— begin Records to use —

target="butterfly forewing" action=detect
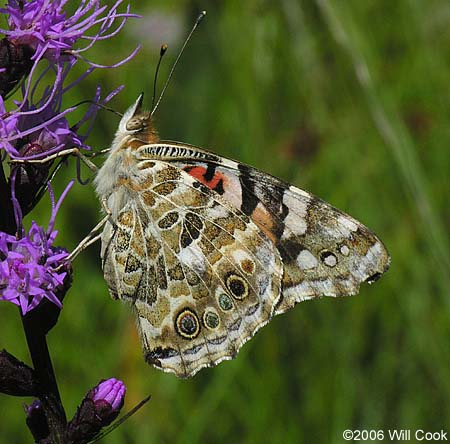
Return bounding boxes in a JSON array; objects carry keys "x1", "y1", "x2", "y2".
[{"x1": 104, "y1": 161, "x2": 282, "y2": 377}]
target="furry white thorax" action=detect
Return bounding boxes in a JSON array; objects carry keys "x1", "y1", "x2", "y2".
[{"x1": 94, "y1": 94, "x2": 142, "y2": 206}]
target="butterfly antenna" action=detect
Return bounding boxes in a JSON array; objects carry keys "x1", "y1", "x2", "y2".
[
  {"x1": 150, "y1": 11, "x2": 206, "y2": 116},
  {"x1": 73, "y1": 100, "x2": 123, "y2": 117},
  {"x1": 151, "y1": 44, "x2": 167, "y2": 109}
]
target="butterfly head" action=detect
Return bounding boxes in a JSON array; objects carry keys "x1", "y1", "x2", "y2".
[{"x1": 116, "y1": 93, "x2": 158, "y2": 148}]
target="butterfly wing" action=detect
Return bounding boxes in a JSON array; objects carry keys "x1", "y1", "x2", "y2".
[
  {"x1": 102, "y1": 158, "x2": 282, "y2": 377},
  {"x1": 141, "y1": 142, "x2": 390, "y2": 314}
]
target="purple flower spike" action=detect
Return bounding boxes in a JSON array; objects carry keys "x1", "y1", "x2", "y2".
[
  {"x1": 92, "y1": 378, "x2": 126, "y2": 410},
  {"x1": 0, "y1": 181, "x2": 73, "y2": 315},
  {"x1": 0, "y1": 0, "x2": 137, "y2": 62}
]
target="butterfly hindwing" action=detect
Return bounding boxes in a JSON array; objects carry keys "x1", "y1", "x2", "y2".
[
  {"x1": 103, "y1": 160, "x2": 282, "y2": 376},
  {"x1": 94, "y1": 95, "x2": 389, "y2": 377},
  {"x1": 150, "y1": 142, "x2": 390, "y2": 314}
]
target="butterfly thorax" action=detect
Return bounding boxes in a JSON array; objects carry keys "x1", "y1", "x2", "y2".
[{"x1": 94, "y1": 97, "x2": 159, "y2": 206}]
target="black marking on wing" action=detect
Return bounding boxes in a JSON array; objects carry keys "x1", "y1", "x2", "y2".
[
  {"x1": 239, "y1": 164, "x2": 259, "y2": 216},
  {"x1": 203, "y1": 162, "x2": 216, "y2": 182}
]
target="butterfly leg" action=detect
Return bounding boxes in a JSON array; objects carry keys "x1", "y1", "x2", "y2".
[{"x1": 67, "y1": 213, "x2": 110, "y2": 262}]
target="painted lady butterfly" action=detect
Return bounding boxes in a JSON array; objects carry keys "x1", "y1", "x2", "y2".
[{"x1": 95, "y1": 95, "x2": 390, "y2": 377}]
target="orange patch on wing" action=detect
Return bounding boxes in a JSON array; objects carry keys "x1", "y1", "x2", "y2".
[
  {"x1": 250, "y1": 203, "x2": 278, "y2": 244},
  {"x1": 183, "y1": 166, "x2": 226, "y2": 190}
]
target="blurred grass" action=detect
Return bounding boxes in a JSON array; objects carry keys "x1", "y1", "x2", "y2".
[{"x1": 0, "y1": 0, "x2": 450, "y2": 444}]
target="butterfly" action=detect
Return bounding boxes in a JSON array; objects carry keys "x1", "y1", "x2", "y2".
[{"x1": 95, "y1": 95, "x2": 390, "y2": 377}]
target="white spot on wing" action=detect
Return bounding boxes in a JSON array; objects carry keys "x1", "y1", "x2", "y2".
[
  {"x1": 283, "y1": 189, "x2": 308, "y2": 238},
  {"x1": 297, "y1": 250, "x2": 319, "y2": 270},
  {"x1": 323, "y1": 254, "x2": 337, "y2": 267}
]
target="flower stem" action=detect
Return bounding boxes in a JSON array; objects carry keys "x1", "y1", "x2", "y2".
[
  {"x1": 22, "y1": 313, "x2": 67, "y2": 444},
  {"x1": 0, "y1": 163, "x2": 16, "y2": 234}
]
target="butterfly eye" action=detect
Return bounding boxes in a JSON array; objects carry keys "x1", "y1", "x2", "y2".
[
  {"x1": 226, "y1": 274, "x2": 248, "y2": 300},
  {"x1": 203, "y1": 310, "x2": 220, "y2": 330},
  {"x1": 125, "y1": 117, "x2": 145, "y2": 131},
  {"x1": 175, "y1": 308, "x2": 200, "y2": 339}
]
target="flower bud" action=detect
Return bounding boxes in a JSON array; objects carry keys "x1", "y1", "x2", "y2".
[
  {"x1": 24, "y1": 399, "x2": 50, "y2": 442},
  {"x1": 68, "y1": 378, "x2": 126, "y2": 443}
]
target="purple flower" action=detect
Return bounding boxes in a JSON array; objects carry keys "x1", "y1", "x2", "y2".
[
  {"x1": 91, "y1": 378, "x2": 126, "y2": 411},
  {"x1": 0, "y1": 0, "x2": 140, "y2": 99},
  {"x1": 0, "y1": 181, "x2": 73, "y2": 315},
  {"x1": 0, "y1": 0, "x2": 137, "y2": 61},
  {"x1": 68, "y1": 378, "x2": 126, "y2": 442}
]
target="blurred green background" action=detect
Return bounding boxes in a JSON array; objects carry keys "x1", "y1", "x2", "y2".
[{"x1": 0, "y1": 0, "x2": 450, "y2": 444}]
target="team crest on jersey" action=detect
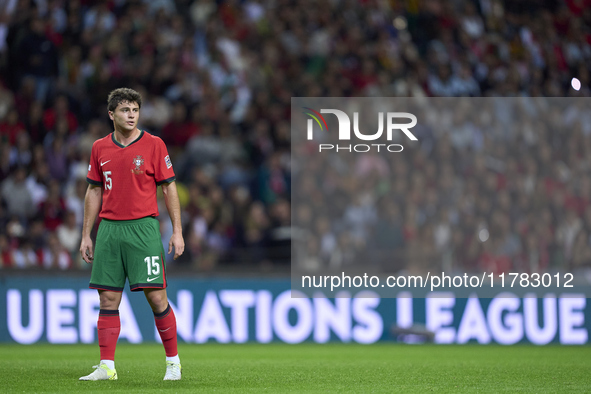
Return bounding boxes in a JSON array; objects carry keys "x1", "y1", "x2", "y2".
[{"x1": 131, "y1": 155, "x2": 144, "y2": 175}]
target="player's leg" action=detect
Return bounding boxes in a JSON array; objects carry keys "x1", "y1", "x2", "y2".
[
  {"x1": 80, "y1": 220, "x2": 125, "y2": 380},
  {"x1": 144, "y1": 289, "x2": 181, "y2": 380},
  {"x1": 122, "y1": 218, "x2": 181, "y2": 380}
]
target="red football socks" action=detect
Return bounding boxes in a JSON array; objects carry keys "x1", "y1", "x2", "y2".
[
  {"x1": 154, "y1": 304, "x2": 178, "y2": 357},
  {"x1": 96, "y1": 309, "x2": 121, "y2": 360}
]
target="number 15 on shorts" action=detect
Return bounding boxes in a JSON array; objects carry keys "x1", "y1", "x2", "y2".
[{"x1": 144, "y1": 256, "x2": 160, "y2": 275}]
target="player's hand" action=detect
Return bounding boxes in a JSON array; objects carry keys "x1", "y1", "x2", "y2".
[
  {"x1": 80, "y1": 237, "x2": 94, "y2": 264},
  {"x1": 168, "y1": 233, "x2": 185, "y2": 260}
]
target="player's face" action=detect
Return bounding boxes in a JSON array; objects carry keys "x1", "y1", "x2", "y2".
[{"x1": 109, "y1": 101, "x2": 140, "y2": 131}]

— end Records to use —
— begin Records to use —

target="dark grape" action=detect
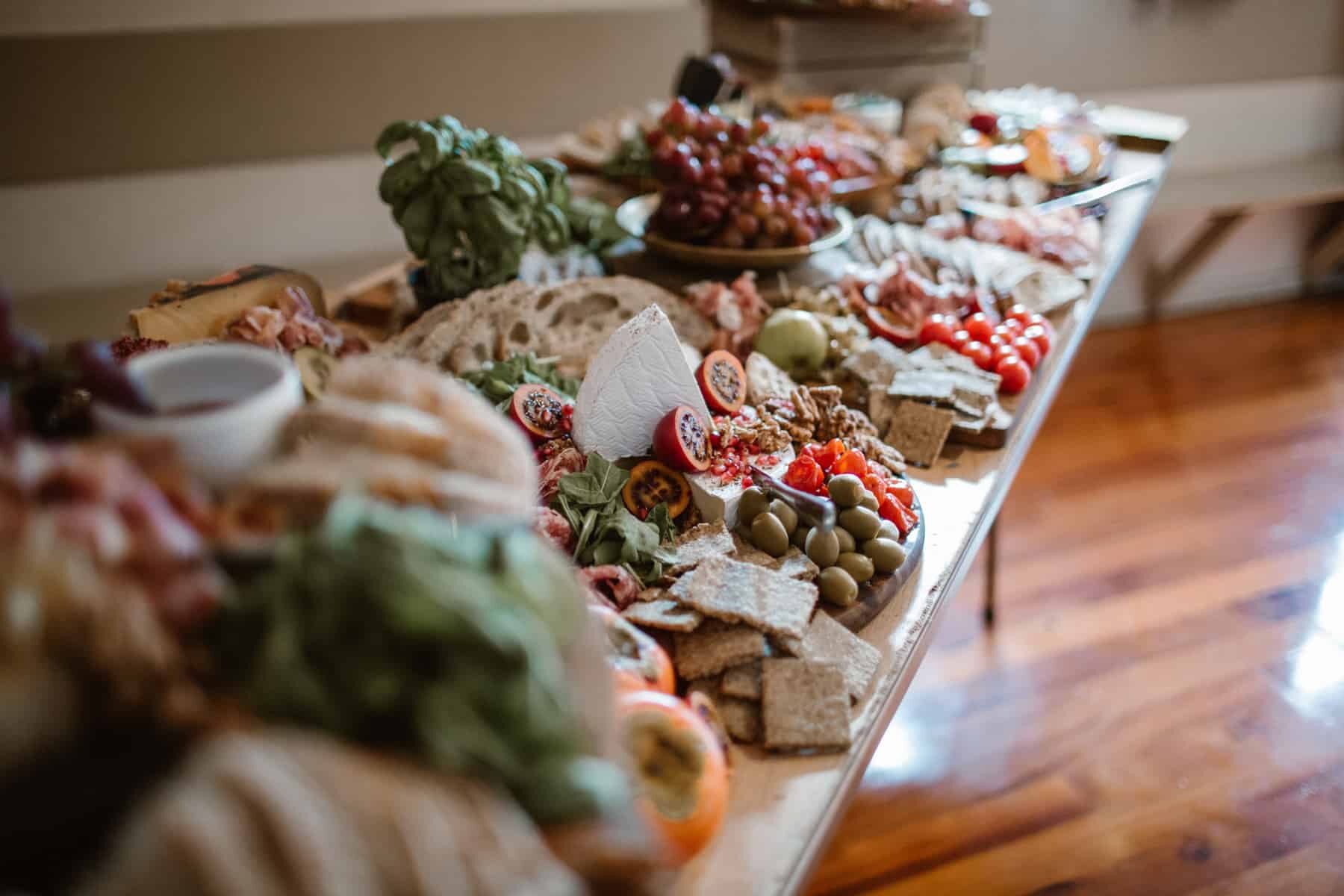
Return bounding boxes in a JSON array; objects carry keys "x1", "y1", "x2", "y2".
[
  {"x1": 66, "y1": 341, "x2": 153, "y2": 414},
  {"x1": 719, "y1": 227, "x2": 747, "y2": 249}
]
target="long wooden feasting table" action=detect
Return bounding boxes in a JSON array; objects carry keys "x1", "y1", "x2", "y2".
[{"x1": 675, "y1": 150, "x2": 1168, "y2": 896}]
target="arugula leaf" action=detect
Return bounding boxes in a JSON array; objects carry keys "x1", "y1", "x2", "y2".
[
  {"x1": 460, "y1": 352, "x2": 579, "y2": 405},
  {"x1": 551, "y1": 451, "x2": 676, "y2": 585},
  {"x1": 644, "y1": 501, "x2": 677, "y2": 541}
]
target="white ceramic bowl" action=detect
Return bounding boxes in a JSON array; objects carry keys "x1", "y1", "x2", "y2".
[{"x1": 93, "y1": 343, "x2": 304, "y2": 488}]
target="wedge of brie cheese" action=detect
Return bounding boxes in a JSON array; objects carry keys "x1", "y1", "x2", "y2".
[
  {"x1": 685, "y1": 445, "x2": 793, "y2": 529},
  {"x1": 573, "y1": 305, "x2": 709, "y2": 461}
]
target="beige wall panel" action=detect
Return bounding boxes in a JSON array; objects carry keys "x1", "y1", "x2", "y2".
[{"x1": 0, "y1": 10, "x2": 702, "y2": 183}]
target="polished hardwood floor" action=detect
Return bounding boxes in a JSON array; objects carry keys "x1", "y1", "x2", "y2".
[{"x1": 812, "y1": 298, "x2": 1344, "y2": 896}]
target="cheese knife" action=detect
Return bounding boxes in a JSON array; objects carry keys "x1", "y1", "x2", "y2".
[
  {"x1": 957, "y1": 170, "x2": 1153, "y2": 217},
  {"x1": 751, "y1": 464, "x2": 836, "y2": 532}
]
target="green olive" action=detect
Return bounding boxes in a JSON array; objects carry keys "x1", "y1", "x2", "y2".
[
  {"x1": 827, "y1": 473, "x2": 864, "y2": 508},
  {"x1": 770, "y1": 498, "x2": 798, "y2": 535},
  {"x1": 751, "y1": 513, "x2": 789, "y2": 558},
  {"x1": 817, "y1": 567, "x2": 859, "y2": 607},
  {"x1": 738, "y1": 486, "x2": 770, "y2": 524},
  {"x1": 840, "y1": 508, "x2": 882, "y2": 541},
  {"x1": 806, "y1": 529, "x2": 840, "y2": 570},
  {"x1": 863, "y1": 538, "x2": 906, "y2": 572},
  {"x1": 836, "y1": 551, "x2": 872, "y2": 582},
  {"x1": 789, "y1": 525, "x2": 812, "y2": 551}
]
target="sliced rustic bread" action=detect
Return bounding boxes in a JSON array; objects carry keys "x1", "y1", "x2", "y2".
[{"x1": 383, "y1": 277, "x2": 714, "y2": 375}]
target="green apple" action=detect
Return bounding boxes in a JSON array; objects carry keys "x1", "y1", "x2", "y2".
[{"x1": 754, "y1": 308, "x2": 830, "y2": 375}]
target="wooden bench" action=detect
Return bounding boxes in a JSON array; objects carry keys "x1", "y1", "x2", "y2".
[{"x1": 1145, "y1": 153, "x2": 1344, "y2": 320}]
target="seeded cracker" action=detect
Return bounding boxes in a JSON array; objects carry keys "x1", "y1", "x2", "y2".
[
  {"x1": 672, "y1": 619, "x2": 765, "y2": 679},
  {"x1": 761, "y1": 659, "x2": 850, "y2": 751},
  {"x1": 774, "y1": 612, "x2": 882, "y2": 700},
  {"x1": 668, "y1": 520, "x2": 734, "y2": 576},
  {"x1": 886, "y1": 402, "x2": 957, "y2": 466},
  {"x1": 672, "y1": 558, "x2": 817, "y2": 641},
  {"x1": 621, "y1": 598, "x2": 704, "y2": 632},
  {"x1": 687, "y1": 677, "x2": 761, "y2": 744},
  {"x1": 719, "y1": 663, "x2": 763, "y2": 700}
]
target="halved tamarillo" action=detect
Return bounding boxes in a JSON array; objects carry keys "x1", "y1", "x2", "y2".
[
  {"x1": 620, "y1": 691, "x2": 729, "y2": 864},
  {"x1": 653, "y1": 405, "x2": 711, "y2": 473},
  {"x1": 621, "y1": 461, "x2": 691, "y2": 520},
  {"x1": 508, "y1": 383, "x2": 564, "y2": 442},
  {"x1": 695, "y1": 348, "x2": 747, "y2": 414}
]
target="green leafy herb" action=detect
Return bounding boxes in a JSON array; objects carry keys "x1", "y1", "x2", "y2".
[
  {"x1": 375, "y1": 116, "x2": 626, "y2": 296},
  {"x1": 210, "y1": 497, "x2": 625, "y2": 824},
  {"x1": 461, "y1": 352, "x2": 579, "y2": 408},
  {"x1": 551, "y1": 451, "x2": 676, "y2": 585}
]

— end Records to use —

How many of the lines above contain the string "blurred"? Reply with the number alone.

Answer to the task: 2